● **Goals**:
[1] In the PVLDB reproducibility page, reproduce the part that opens with the words containing "Recent Reproducibility Highlights" and closes with "of California, Davis)", switching "Saarland University" to "Saarland Univ." throughout.
[2] According to the PVLDB reproducibility page, where should reproducibility submissions be made?
[3] Carry on the PVLDB reproducibility page from the point where it ends.

● **Provided passage**:
PVLDB Reproducibility

Starting with PVLDB 2018, pVLDB joins SIGMOD in encouraging the database community to develop a culture of sharing and cross-validation. PVLDB's reproducibility effort is being developed in coordination with SIGMOD's.

News

Submissions to PVLDB Reproducibility observe the submission deadlines of PVLDB and should be submitted using the PVLDB submission site in CMT for the reproducibility track.

Recent Reproducibility Highlights

  • Optimal Algorithms for Ranked Enumeration of Answers to Full Conjunctive Queries, Tziavelis, Nikolaos (Norteastern University); Ajwani, Deepak (Norteastern University); Gatterbauer, Wolfgang (Norteastern University); Riedewald, Mirek (Norteastern University); Yang, Xiaofeng (Norteastern University)

  • Prefix Filter: Practically and Theoretically Better Than Bloom, Tomer Even (Tel Aviv University)*; Guy Even (Tel Aviv University); Adam Morrison (Tel Aviv University)

  • A Critical Analysis of Recursive Model Indexes, Marcel Maltry (Saarland University), Jens Dittrich (Saarland University)

  • ByShard: Sharding in a Byzantine Environment, Jelle Hellings (McMaster University)*; Mohammad Sadoghi (University of California, Davis)

  • A four-dimensional Analysis of Partitioned Approximate Filters, Tobias Schmidt (TUM)*; Maximilian Bandle (TUM); Jana Giceva (TU Munich)

  • SetSketch: Filling the Gap between MinHash and HyperLogLog, Otmar Ertl (Dynatrace Research)

  • ORBITS: Online Recovery of Missing Values in Multiple Time Series Streams, Mourad Khayati (University of Fribourg)

  • Don't Be a Tattle-Tale: Preventing Leakages through Data Dependencies on Access Control Protected Data, Primal Pappachan (Penn State University); Shufan Zhang (University of Waterloo); Xi He (University of Waterloo); Sharad Mehrotra (University of California, Irvine)

  • Cardinality Estimation of Approximate Substring Queries using Deep Learning, Suyong Kwon (Seoul National University), Woohwan Jung (Hanyang University), Kyuseok Shim (Seoul National University)

  • Containerized Execution of UDFs: An Experimental Evaluation, Karla Saur (Microsoft); Konstantinos Karanasos (Meta); Tara Mirmira (University of California, San Diego); Jesús Camacho-Rodríguez (Microsoft)

  • What Is the Price for Joining Securely? Benchmarking Equi-Joins in Trusted Execution Environments, Kajetan Maliszewski*; Jorge-Arnulfo Quiané-Ruiz∗,∓; Jonas Traub∗ Volker Markl∗, (*Technische Universität Berlin,∓ ∓German Research Center for Artificial Intelligence (DFKI))
  • What is PVLDB Reproducibility?

    PVLDB Reproducibility has three goals:

    Increase the impact of database research papers.
    Enable easy dissemination of research results.
    Enable easy sharing of code and experimentation set-ups.

    In short, the goal is to assist in building a culture where sharing results, code, and scripts of database research is the norm rather than an exception. The challenge is to do this efficiently, which means building technical expertise on how to do better research via creating repeatable and sharable research. The pVLDB Reproducibility committee is here to help you with this.

● **Material provided**:

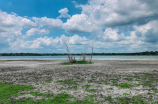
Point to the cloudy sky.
(111, 25)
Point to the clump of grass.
(35, 93)
(129, 79)
(77, 62)
(92, 77)
(91, 96)
(48, 81)
(134, 100)
(59, 81)
(7, 90)
(105, 82)
(66, 82)
(123, 85)
(126, 94)
(91, 90)
(73, 87)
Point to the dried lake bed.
(104, 82)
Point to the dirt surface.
(43, 74)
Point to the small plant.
(91, 90)
(86, 86)
(59, 81)
(126, 94)
(73, 87)
(129, 79)
(123, 85)
(91, 96)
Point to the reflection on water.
(77, 57)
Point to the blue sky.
(111, 25)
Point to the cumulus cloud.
(148, 32)
(48, 23)
(79, 23)
(11, 20)
(64, 13)
(106, 13)
(34, 31)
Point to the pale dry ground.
(25, 72)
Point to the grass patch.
(66, 82)
(129, 79)
(7, 90)
(91, 90)
(91, 96)
(134, 100)
(48, 81)
(73, 87)
(59, 81)
(123, 85)
(77, 62)
(126, 94)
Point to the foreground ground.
(104, 82)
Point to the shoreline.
(103, 75)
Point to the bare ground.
(43, 74)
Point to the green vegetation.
(129, 79)
(67, 82)
(126, 94)
(123, 85)
(73, 87)
(7, 90)
(64, 54)
(86, 86)
(91, 90)
(91, 96)
(77, 62)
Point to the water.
(77, 57)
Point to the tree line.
(64, 54)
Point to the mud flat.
(105, 81)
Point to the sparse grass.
(123, 85)
(73, 87)
(7, 90)
(126, 94)
(86, 86)
(67, 82)
(77, 62)
(129, 79)
(91, 90)
(91, 96)
(146, 79)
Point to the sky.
(110, 26)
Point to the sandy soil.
(37, 72)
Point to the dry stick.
(92, 51)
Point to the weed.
(86, 86)
(73, 87)
(126, 94)
(129, 79)
(6, 90)
(123, 85)
(59, 81)
(91, 96)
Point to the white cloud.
(48, 23)
(63, 13)
(12, 20)
(111, 13)
(79, 23)
(34, 31)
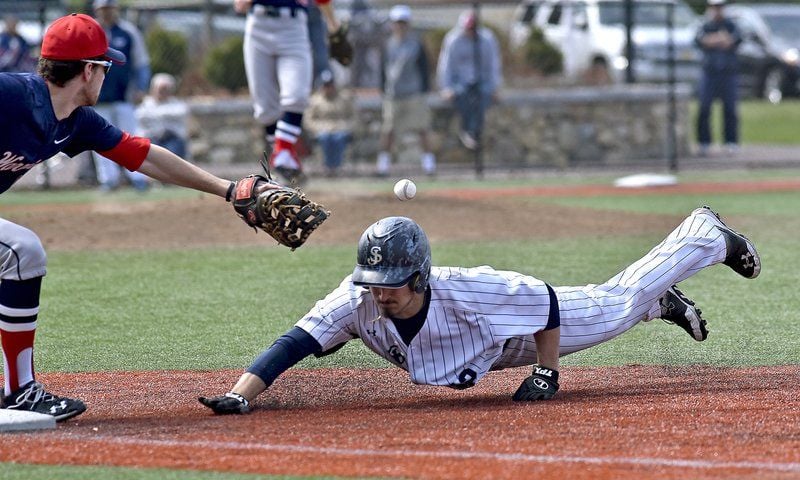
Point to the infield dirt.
(606, 423)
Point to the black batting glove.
(542, 385)
(226, 404)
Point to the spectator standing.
(279, 65)
(367, 34)
(330, 116)
(718, 38)
(123, 88)
(469, 74)
(14, 49)
(405, 82)
(162, 116)
(317, 37)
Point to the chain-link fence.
(535, 123)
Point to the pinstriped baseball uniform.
(481, 319)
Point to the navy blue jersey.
(30, 132)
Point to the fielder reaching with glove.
(450, 326)
(48, 113)
(278, 64)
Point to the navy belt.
(553, 317)
(273, 11)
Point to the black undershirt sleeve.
(286, 352)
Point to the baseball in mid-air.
(405, 189)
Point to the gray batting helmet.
(391, 253)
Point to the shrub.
(224, 65)
(541, 55)
(169, 51)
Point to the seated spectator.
(14, 49)
(330, 116)
(162, 116)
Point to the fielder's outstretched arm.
(165, 166)
(286, 352)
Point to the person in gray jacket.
(469, 74)
(405, 83)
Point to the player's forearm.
(286, 352)
(249, 386)
(547, 346)
(165, 166)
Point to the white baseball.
(405, 189)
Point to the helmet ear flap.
(416, 284)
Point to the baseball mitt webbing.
(286, 214)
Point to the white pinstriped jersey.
(472, 313)
(482, 319)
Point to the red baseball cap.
(78, 37)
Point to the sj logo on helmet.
(375, 256)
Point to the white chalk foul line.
(511, 457)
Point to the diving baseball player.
(278, 64)
(450, 326)
(44, 114)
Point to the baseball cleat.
(33, 398)
(679, 310)
(742, 256)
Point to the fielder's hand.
(226, 404)
(542, 385)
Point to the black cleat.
(33, 398)
(742, 256)
(679, 310)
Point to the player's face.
(397, 303)
(94, 83)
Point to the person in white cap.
(718, 38)
(405, 82)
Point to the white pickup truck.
(591, 35)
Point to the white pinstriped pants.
(594, 314)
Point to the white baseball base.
(15, 421)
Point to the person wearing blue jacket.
(469, 74)
(718, 38)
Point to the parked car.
(592, 34)
(769, 56)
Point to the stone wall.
(560, 128)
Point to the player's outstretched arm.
(166, 167)
(286, 352)
(543, 382)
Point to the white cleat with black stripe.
(677, 309)
(742, 256)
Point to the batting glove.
(226, 404)
(542, 385)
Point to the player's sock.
(269, 136)
(289, 127)
(19, 308)
(284, 157)
(287, 132)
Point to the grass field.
(218, 308)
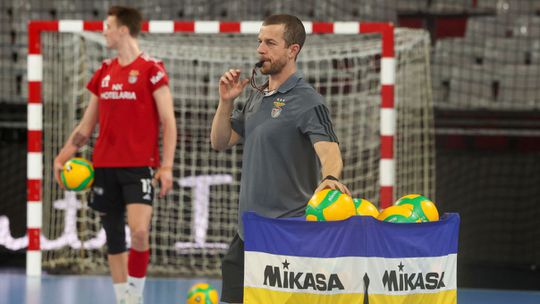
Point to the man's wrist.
(330, 177)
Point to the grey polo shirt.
(280, 169)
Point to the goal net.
(192, 227)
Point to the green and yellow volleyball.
(365, 207)
(330, 205)
(421, 205)
(202, 293)
(398, 214)
(78, 174)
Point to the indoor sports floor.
(15, 288)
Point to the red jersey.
(128, 116)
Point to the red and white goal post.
(383, 61)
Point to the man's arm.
(222, 136)
(78, 137)
(331, 165)
(164, 104)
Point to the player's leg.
(139, 216)
(138, 194)
(107, 200)
(232, 270)
(114, 225)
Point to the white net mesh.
(192, 227)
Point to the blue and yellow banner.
(359, 260)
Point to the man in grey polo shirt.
(287, 135)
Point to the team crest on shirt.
(278, 107)
(133, 74)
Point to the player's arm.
(222, 136)
(164, 104)
(331, 165)
(78, 138)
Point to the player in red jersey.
(130, 100)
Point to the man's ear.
(124, 29)
(294, 49)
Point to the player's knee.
(139, 238)
(115, 232)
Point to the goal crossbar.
(35, 107)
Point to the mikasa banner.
(359, 260)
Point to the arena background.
(485, 72)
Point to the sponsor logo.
(275, 276)
(278, 107)
(133, 75)
(105, 81)
(117, 86)
(156, 78)
(402, 281)
(118, 95)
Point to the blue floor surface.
(16, 288)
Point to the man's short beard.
(274, 68)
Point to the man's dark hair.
(129, 17)
(294, 33)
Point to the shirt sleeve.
(94, 83)
(158, 76)
(316, 124)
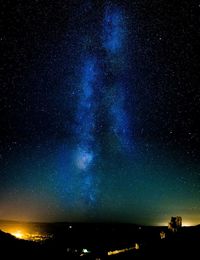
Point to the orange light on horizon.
(18, 234)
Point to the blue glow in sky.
(113, 29)
(98, 111)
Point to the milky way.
(98, 111)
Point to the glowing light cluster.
(84, 159)
(118, 251)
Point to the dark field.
(99, 241)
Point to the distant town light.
(18, 234)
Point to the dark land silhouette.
(101, 240)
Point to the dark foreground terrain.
(100, 241)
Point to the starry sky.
(99, 111)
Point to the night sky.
(99, 111)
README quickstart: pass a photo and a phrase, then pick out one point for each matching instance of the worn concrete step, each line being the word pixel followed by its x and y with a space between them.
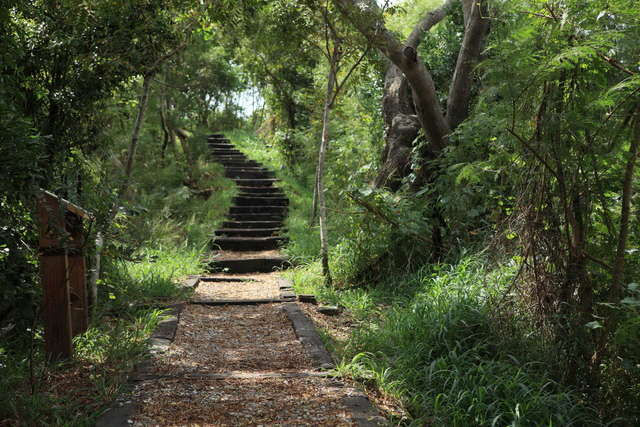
pixel 260 199
pixel 279 194
pixel 246 244
pixel 265 182
pixel 248 232
pixel 215 152
pixel 231 158
pixel 252 224
pixel 256 217
pixel 249 265
pixel 282 210
pixel 247 174
pixel 220 145
pixel 259 190
pixel 239 163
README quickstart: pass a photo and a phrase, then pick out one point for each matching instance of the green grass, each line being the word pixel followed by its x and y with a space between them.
pixel 430 341
pixel 304 245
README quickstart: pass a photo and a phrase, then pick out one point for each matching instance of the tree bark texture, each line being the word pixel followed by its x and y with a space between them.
pixel 406 64
pixel 322 155
pixel 124 187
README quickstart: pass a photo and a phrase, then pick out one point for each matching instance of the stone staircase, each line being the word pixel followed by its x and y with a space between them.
pixel 248 241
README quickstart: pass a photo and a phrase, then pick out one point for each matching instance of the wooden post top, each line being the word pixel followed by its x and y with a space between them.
pixel 60 222
pixel 51 198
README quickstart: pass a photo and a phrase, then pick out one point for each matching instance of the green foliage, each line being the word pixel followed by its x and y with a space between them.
pixel 431 340
pixel 106 352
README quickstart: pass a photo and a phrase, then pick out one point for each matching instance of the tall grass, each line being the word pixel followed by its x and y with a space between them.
pixel 431 341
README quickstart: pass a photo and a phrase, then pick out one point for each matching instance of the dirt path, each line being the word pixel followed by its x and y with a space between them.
pixel 242 352
pixel 240 365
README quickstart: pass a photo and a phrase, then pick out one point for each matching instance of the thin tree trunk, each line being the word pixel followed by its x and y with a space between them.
pixel 324 147
pixel 124 187
pixel 166 131
pixel 625 215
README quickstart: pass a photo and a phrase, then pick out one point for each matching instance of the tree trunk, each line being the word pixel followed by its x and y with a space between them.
pixel 366 16
pixel 166 131
pixel 401 129
pixel 124 187
pixel 324 147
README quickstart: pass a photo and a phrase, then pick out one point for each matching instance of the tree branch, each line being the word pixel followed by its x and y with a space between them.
pixel 460 91
pixel 430 19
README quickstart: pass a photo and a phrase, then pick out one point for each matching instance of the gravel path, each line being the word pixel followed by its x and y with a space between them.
pixel 239 365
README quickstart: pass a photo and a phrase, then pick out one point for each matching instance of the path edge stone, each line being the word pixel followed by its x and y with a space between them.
pixel 123 408
pixel 362 410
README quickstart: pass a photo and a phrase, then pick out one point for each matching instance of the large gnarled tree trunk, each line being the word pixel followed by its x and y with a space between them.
pixel 410 102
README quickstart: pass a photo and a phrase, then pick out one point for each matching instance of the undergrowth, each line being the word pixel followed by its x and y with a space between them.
pixel 159 237
pixel 431 341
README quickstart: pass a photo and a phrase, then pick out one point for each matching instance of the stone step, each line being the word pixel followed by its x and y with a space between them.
pixel 248 174
pixel 279 194
pixel 251 224
pixel 266 182
pixel 282 210
pixel 248 232
pixel 230 158
pixel 220 146
pixel 239 163
pixel 260 190
pixel 256 217
pixel 225 152
pixel 265 264
pixel 246 244
pixel 260 199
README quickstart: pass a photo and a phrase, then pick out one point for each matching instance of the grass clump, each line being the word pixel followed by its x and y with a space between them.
pixel 73 392
pixel 431 341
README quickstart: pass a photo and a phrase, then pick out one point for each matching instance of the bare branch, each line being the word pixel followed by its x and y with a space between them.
pixel 430 19
pixel 534 152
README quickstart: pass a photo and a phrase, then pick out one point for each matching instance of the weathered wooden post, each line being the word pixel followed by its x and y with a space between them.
pixel 62 273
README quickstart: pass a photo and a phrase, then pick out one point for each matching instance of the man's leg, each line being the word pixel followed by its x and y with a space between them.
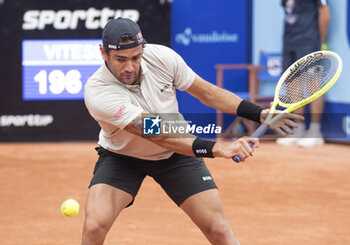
pixel 205 210
pixel 104 204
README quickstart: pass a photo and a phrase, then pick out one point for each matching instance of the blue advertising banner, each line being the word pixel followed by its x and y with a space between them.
pixel 206 33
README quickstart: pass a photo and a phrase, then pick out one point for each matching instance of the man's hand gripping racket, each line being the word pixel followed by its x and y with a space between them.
pixel 304 81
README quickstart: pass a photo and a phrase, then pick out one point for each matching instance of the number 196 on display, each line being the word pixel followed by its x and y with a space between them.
pixel 56 81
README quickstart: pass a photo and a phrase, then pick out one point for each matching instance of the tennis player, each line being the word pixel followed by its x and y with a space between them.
pixel 139 78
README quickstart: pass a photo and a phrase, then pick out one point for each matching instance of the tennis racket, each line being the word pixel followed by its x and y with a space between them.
pixel 304 81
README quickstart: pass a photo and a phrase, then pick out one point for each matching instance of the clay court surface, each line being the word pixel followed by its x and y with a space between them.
pixel 280 196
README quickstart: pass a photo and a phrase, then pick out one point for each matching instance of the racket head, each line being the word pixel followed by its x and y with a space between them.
pixel 307 79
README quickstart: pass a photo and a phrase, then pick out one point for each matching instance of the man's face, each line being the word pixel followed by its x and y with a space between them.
pixel 124 63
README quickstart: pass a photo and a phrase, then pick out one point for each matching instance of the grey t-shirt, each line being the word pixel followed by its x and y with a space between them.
pixel 114 105
pixel 301 23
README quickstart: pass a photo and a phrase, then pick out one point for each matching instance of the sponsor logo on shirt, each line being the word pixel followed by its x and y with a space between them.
pixel 151 125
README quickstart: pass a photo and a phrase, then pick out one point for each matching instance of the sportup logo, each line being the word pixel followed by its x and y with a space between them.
pixel 66 19
pixel 187 37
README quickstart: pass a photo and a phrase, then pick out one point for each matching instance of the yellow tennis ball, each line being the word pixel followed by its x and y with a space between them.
pixel 70 207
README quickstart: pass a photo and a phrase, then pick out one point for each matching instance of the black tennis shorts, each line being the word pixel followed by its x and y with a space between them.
pixel 180 176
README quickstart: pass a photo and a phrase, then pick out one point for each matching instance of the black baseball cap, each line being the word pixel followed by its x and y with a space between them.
pixel 116 28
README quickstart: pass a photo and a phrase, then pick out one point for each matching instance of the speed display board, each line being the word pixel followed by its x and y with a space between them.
pixel 49 49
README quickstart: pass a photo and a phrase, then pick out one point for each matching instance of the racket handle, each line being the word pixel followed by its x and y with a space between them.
pixel 257 134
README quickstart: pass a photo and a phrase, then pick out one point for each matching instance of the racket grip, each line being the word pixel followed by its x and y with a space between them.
pixel 257 134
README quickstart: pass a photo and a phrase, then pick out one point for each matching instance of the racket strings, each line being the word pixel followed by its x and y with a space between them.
pixel 308 79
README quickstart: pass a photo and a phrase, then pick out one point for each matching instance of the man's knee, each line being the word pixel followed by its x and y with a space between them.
pixel 94 230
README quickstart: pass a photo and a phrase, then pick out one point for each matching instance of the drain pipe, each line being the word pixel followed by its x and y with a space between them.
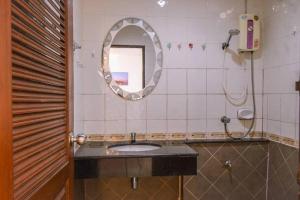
pixel 134 183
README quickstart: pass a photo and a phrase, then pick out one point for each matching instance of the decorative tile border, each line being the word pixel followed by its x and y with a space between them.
pixel 191 136
pixel 168 136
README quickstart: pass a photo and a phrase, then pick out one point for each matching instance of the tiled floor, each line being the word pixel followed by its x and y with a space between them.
pixel 246 180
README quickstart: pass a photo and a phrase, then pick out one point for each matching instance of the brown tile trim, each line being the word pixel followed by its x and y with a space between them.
pixel 282 140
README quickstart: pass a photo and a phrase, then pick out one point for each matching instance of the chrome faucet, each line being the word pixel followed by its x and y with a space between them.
pixel 133 137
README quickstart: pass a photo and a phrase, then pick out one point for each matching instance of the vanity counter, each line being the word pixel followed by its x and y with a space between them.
pixel 95 160
pixel 99 150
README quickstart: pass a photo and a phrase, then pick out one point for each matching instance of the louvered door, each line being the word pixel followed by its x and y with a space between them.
pixel 38 87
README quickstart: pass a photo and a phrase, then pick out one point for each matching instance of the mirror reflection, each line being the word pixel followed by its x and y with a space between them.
pixel 132 59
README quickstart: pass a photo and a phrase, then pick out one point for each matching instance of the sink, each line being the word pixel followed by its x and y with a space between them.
pixel 135 147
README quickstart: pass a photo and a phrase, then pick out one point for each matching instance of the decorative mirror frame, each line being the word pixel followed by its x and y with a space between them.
pixel 150 86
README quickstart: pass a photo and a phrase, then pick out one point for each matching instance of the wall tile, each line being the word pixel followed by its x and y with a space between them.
pixel 196 80
pixel 157 107
pixel 93 107
pixel 215 106
pixel 196 107
pixel 115 107
pixel 138 126
pixel 177 126
pixel 177 81
pixel 94 127
pixel 156 126
pixel 177 107
pixel 136 109
pixel 214 81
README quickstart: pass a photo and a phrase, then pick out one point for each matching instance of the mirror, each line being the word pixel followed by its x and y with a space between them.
pixel 132 59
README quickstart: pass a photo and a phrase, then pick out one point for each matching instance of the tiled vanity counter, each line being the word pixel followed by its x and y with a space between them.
pixel 254 168
pixel 95 159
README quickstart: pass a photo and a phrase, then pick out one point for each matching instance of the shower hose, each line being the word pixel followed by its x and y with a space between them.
pixel 246 134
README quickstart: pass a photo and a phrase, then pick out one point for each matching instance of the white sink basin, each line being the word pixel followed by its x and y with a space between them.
pixel 138 147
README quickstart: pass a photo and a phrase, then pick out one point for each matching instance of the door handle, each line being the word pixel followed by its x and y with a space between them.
pixel 79 139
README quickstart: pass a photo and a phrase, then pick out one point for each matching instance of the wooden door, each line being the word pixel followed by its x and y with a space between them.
pixel 36 99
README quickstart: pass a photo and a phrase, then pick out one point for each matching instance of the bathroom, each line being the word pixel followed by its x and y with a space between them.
pixel 209 118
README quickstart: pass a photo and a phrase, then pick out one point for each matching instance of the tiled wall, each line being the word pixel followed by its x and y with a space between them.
pixel 281 62
pixel 189 97
pixel 245 180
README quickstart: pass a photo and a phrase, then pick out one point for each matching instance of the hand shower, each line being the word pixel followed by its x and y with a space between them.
pixel 232 32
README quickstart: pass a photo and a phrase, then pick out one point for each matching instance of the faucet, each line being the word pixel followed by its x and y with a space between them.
pixel 133 137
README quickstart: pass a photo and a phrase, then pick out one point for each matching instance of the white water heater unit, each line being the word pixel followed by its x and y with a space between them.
pixel 249 32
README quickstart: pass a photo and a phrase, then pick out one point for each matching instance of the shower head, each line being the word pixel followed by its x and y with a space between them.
pixel 231 32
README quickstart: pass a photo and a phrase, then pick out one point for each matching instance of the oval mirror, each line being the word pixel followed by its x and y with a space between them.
pixel 132 59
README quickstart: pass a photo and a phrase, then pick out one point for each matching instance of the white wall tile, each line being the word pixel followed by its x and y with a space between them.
pixel 288 108
pixel 185 76
pixel 196 107
pixel 215 106
pixel 177 126
pixel 157 107
pixel 93 107
pixel 115 126
pixel 138 126
pixel 196 80
pixel 196 126
pixel 94 127
pixel 274 104
pixel 156 126
pixel 177 81
pixel 115 107
pixel 136 109
pixel 215 81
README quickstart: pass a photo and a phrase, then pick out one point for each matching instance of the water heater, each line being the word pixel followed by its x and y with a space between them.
pixel 249 32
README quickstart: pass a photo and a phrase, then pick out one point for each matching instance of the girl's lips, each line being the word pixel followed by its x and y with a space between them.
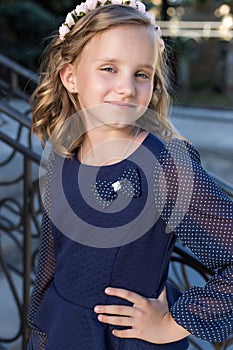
pixel 121 104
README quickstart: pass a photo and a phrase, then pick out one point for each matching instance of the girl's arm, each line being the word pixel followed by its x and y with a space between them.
pixel 45 268
pixel 202 216
pixel 206 227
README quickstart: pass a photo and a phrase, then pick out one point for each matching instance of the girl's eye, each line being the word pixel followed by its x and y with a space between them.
pixel 143 75
pixel 108 69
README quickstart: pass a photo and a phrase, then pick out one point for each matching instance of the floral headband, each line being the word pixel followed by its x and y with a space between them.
pixel 90 5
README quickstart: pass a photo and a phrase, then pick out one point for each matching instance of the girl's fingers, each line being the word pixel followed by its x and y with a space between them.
pixel 163 296
pixel 125 294
pixel 126 333
pixel 114 310
pixel 116 320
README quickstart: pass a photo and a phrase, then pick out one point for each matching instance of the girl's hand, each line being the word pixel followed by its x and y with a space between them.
pixel 149 319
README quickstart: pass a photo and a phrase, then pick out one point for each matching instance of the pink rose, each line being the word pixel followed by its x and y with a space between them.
pixel 91 4
pixel 69 20
pixel 63 30
pixel 141 7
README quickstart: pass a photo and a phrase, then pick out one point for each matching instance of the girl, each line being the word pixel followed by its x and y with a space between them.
pixel 121 186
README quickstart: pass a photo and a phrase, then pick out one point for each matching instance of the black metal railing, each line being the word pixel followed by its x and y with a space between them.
pixel 20 211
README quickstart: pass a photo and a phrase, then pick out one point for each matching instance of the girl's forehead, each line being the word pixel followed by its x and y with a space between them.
pixel 122 41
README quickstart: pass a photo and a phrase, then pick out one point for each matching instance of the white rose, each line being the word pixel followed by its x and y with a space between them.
pixel 133 4
pixel 63 30
pixel 102 2
pixel 81 8
pixel 91 4
pixel 151 18
pixel 141 7
pixel 69 20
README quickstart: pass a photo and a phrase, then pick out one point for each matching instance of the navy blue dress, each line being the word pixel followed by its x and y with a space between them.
pixel 116 226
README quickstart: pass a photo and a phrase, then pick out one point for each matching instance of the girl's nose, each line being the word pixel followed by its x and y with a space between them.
pixel 125 86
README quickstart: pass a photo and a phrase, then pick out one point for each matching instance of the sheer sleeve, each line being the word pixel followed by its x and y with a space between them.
pixel 44 277
pixel 201 215
pixel 45 266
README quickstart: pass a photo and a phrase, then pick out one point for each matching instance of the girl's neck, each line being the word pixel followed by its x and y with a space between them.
pixel 109 147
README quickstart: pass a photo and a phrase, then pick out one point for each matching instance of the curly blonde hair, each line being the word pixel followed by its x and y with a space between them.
pixel 52 104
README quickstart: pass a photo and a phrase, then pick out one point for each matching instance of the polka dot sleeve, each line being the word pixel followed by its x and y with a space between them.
pixel 201 215
pixel 45 267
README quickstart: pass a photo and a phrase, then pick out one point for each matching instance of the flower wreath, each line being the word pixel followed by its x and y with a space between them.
pixel 90 5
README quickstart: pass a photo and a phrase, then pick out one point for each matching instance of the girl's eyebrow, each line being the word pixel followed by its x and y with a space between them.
pixel 114 60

● **Answers to the tasks**:
[1]
Recent Reproducibility Highlights

  • Optimal Algorithms for Ranked Enumeration of Answers to Full Conjunctive Queries, Tziavelis, Nikolaos (Norteastern University); Ajwani, Deepak (Norteastern University); Gatterbauer, Wolfgang (Norteastern University); Riedewald, Mirek (Norteastern University); Yang, Xiaofeng (Norteastern University)

  • Prefix Filter: Practically and Theoretically Better Than Bloom, Tomer Even (Tel Aviv University)*; Guy Even (Tel Aviv University); Adam Morrison (Tel Aviv University)

  • A Critical Analysis of Recursive Model Indexes, Marcel Maltry (Saarland Univ.), Jens Dittrich (Saarland Univ.)

  • ByShard: Sharding in a Byzantine Environment, Jelle Hellings (McMaster University)*; Mohammad Sadoghi (University of California, Davis)

[2] On the PVLDB submission site in CMT, using the reproducibility track.

[3]
    Submission

    Submit your accepted PVLDB papers for reproducibility through CMT (Reproducibility Track). To submit, you'll need the following information:

    The title and abstract of your original, accepted pVLDB paper.

    A link to your original, accepted pVLDB paper.

    A short description of how the reviewer may retrieve your reproducibility submission. This should include at least the following information: a link to the code and how to use the scripts for (a) code compilation, (b) data generation, (c) experimentation.

    A short description of the hardware needed to run your code and reproduce experiments included in the paper, with detailed specification of unusual or not commercially available hardware. If your hardware is sufficiently specialized, please have plans to allow the reviewers to access your hardware.

    A short description of any software or data necessary to run your code and reproduce experiments included in the paper, particularly if it is restricted-access (e.g., commercial software without a free demo or academic version). If this is the case, please have plans to allow the reviewers access to any necessary software or data.

    In keeping with pVLDB itself, the pVLDB Reproducibility effort will use a rolling, monthly deadline. Papers received by 5PM EST on the first of each month will be distributed for that month's round of reviews. We will aim to have a completed reproducibility review within 2 months.

    Why should I be part of this?

    You will be making it easy for other researchers to compare with your work, to adopt and extend your research. This instantly means more recognition for your work and higher impact.

    How much overhead is it?

    At first, making research sharable seems like an extra overhead for authors. You just had your paper accepted in a major conference; why should you spend more time on it? The answer is to have more impact!

    If you ask any experienced researcher in academia or in industry, they will tell you that they in fact already follow the reproducibility principles on a daily basis! Not as an afterthought, but as a way of doing good research.

    Maintaining easily reproducible experiments, simply makes working on hard problems much easier by being able to repeat your analysis for different data sets, different hardware, different parameters, etc. Like other leading system designers, you will save significant amounts of time because you will minimize the set up and tuning effort for your experiments. In addition, such practices will help bring new students up to speed after a project has lain dormant for a few months.

    Ideally reproducibility should be close to zero effort.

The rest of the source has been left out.